[Provided records]
[Start of Attachment]
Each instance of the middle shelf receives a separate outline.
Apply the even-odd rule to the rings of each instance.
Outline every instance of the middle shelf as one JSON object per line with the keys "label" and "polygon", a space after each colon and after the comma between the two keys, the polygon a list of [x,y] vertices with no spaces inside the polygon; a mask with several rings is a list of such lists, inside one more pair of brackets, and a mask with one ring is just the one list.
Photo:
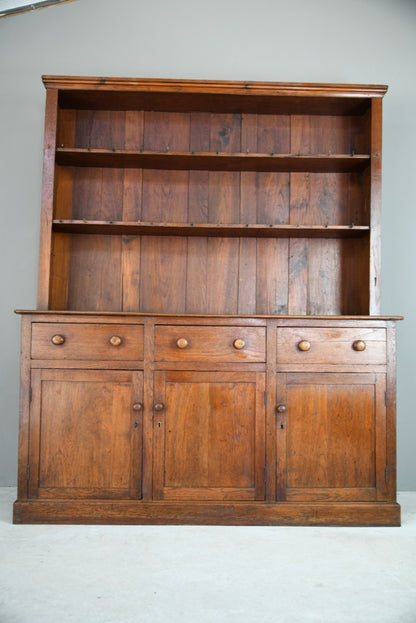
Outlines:
{"label": "middle shelf", "polygon": [[53,231],[126,236],[218,236],[243,238],[360,238],[366,225],[286,225],[267,223],[153,223],[55,219]]}
{"label": "middle shelf", "polygon": [[369,166],[369,154],[281,154],[254,152],[133,151],[58,147],[57,164],[78,167],[196,171],[348,172]]}

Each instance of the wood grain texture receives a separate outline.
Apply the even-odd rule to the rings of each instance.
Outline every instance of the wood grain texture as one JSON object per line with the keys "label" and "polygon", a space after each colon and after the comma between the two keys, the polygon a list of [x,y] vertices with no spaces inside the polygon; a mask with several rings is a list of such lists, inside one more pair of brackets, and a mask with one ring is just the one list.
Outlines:
{"label": "wood grain texture", "polygon": [[386,87],[44,82],[14,521],[398,525]]}
{"label": "wood grain texture", "polygon": [[383,386],[384,377],[371,374],[299,373],[280,379],[287,410],[285,441],[278,444],[285,452],[284,499],[386,499],[380,469],[385,444],[379,445],[386,434]]}
{"label": "wood grain texture", "polygon": [[[177,340],[186,339],[186,348]],[[242,349],[233,343],[244,341]],[[155,329],[155,361],[263,362],[266,359],[266,331],[263,327],[158,326]]]}
{"label": "wood grain texture", "polygon": [[155,496],[262,499],[264,406],[256,394],[262,393],[263,377],[248,372],[166,372],[157,378],[156,394],[164,408],[154,420]]}
{"label": "wood grain texture", "polygon": [[[61,336],[63,343],[55,345],[54,335]],[[119,345],[111,344],[113,336],[120,338]],[[143,326],[34,322],[31,357],[140,361],[143,359]]]}
{"label": "wood grain texture", "polygon": [[46,94],[45,132],[43,147],[42,209],[38,263],[38,309],[49,308],[51,271],[52,218],[55,183],[55,151],[58,120],[58,91]]}
{"label": "wood grain texture", "polygon": [[132,373],[34,375],[31,430],[39,432],[30,439],[32,495],[140,497],[142,422],[132,404],[142,400],[142,388]]}
{"label": "wood grain texture", "polygon": [[[51,521],[52,518],[52,521]],[[400,506],[382,502],[279,503],[17,501],[15,523],[229,526],[400,526]]]}

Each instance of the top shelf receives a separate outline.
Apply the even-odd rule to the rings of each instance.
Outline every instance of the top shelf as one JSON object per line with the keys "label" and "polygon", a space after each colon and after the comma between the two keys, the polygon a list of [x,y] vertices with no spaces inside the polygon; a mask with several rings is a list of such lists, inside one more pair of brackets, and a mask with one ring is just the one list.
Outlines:
{"label": "top shelf", "polygon": [[360,115],[384,85],[43,76],[61,108]]}
{"label": "top shelf", "polygon": [[77,167],[334,173],[363,171],[370,161],[369,154],[156,152],[65,147],[56,150],[57,164]]}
[End of Attachment]
The lines to return are those in the material above that hold "receives".

Each instance of the middle shelf receives a separate outline.
Each instance of the wood grain texture receives a separate outline.
Each instance of the top shelf receives a separate outline.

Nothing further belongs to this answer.